-- Problem details --
Update the items starting at the line that contains "of the glass" and ending at the last item, both ends included: give those lines again with "pixel coordinates" replaced by "image coordinates" and everything else unchanged.

[Collected data entries]
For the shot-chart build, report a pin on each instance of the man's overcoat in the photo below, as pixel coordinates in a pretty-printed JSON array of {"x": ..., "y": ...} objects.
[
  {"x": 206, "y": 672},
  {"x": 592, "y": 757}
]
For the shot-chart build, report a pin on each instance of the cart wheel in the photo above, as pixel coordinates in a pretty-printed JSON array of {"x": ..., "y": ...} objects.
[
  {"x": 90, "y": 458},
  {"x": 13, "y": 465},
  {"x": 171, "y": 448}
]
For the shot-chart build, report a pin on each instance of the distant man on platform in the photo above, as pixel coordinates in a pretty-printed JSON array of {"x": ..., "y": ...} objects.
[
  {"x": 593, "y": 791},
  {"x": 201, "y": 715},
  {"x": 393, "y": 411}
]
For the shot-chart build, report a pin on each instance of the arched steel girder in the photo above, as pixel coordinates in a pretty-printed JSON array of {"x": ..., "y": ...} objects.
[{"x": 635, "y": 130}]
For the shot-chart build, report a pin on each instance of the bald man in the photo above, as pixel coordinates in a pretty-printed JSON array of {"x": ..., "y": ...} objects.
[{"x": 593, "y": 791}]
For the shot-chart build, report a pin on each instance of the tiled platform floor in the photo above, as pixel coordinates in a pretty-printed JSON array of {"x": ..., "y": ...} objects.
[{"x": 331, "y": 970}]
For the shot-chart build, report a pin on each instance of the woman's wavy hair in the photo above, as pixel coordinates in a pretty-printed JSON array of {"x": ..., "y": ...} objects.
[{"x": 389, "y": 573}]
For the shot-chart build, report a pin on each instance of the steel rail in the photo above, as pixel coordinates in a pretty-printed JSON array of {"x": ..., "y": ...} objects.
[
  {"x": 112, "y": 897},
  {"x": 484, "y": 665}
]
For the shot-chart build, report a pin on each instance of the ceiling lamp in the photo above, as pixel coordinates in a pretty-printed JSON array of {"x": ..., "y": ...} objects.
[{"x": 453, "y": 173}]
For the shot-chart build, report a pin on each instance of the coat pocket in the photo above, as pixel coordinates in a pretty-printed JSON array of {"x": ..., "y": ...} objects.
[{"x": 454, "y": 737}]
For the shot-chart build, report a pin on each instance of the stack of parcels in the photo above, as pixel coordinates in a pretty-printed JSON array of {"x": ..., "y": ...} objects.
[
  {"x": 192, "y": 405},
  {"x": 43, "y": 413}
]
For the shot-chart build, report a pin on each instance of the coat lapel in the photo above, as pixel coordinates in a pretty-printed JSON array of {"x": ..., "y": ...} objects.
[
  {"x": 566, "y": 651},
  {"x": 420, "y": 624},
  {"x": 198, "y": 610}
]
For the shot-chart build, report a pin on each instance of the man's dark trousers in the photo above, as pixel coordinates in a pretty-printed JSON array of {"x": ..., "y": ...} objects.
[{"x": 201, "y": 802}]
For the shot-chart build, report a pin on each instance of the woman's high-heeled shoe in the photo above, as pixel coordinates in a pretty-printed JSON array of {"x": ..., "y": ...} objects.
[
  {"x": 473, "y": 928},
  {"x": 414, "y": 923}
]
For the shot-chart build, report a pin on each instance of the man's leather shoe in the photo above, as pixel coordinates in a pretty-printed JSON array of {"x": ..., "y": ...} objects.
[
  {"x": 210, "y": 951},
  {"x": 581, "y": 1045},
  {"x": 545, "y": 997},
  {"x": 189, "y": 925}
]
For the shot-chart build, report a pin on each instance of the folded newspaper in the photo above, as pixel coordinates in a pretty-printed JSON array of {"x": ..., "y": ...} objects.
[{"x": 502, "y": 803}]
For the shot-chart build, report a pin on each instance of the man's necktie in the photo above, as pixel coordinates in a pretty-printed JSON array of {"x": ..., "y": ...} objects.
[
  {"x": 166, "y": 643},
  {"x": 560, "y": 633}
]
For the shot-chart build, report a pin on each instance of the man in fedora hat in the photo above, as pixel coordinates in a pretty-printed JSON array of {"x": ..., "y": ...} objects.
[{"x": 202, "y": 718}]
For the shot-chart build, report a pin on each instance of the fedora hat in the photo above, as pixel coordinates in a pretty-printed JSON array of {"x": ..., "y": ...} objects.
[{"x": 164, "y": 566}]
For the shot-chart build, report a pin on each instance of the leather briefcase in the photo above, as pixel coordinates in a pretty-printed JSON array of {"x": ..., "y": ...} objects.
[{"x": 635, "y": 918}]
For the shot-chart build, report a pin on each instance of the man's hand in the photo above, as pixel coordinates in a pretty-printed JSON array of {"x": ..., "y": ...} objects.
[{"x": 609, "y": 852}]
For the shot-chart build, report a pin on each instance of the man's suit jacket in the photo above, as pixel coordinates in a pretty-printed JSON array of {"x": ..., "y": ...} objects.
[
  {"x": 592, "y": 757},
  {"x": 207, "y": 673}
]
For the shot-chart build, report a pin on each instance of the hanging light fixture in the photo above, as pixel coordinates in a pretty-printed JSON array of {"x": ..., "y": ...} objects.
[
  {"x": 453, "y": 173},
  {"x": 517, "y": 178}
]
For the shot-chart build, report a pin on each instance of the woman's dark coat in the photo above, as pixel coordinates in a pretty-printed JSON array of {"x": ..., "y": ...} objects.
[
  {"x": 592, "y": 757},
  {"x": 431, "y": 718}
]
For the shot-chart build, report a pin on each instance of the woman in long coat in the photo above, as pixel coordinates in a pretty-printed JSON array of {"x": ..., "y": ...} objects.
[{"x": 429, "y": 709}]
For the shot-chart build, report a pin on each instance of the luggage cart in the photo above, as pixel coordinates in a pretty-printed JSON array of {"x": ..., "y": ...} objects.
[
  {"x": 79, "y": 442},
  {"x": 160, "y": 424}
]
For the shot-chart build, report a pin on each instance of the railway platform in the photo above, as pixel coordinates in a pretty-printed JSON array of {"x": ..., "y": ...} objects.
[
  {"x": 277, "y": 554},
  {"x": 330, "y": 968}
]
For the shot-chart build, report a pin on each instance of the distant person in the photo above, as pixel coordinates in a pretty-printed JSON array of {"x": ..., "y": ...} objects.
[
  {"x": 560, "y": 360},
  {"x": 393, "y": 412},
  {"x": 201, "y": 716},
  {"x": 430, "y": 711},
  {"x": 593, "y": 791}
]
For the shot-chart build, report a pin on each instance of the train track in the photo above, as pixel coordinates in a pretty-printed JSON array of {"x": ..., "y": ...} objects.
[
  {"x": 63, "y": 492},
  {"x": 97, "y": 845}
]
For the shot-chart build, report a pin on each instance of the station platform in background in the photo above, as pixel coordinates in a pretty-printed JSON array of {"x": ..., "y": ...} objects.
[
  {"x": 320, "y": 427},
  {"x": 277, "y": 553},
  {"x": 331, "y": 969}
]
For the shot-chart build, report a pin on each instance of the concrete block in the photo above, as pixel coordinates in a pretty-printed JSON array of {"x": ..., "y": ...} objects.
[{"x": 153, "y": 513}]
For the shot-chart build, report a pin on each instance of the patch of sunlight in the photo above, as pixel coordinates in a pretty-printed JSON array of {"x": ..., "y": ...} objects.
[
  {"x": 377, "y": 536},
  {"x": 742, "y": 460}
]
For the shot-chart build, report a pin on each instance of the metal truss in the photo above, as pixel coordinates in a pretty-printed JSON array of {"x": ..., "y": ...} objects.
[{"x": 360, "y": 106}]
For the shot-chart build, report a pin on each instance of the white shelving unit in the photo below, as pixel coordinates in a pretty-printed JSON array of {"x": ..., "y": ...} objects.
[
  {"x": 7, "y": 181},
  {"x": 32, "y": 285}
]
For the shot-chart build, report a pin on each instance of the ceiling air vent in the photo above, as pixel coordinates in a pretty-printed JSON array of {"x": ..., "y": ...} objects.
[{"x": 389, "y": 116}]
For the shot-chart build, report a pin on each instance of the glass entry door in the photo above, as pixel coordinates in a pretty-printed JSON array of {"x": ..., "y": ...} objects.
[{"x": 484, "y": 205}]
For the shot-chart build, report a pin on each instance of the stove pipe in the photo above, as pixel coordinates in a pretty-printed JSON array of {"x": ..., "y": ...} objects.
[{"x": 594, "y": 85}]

-- Exercise answer --
For the shot-chart build, report a pin on each instance of the glass entry door in the photo above, as image coordinates in a pretty-printed JSON array of {"x": ..., "y": ...} objects.
[{"x": 484, "y": 205}]
For the shot-chart build, report a pin on each instance of the stove pipe in the photo above, as image coordinates in a pretty-printed JSON array of {"x": ..., "y": ...} objects.
[{"x": 594, "y": 85}]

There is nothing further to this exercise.